(SOURCE DATA begins)
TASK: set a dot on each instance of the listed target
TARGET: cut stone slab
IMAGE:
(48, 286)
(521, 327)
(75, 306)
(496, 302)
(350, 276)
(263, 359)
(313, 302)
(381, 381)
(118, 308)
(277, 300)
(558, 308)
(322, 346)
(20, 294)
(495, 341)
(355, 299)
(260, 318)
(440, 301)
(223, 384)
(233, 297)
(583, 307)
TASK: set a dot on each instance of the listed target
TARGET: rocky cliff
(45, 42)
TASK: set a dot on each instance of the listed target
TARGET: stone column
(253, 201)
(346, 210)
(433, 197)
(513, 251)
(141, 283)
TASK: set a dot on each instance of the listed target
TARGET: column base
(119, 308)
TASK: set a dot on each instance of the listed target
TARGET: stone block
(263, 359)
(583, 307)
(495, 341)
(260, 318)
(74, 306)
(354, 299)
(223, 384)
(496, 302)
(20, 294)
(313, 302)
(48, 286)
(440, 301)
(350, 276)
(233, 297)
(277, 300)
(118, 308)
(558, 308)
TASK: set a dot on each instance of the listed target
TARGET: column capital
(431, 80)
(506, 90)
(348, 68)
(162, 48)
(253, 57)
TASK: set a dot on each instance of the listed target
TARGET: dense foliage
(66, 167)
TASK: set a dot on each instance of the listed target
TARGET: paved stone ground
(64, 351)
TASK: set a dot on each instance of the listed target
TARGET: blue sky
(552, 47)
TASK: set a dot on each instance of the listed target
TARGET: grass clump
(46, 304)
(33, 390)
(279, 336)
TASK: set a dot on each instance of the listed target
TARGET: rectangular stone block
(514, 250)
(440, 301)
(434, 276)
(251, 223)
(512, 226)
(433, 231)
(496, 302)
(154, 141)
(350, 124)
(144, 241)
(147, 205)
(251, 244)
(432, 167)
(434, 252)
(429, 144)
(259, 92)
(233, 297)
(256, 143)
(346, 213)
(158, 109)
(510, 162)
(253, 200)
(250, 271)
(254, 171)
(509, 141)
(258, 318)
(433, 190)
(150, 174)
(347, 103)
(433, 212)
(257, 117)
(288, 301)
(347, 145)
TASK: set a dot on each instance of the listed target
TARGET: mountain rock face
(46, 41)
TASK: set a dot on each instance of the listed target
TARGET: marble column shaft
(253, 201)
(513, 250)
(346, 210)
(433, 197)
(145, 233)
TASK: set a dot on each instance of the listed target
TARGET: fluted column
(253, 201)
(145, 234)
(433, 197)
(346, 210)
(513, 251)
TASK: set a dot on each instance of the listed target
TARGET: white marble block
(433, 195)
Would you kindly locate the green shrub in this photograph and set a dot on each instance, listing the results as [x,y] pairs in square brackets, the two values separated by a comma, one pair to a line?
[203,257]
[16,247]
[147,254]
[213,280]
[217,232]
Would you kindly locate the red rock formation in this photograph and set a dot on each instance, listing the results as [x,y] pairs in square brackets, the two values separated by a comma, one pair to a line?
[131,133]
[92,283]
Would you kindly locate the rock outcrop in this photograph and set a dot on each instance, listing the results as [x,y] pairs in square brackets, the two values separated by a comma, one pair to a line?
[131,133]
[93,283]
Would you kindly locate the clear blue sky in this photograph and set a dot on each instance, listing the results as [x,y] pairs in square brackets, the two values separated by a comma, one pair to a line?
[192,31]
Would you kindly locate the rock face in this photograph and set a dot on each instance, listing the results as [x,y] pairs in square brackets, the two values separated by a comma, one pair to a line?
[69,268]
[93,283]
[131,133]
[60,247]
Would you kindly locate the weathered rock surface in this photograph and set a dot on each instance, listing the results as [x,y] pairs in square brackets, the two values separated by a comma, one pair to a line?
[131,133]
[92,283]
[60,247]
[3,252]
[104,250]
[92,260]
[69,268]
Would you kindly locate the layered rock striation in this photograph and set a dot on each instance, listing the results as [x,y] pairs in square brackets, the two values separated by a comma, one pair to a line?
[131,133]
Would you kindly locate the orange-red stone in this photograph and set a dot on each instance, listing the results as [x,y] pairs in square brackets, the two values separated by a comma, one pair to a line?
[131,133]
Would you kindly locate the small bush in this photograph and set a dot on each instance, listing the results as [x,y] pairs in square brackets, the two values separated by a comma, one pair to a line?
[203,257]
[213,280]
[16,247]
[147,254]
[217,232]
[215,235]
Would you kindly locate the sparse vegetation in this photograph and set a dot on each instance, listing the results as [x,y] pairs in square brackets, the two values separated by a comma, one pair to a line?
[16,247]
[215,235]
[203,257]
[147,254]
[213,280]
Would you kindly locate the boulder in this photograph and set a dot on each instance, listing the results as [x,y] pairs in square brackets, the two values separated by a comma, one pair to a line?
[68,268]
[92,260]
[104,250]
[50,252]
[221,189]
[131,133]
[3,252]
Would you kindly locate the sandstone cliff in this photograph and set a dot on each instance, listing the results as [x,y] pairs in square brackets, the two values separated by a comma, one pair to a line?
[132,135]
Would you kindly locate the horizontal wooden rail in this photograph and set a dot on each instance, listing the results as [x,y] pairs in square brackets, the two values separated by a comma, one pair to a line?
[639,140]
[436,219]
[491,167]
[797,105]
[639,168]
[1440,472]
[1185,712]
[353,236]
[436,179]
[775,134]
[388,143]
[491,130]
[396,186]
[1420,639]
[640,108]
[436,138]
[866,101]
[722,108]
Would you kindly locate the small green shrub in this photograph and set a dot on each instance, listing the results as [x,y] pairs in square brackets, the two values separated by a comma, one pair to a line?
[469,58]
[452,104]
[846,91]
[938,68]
(SOURCE DATA ends)
WHAT IS BEING ASKED
From the first line of the records above to the line that contains "TARGET: cut stone slab", quote each line exactly.

OUTPUT FOR THIS TASK
TASK: set a dot on each instance of the listed target
TARGET: cut stone slab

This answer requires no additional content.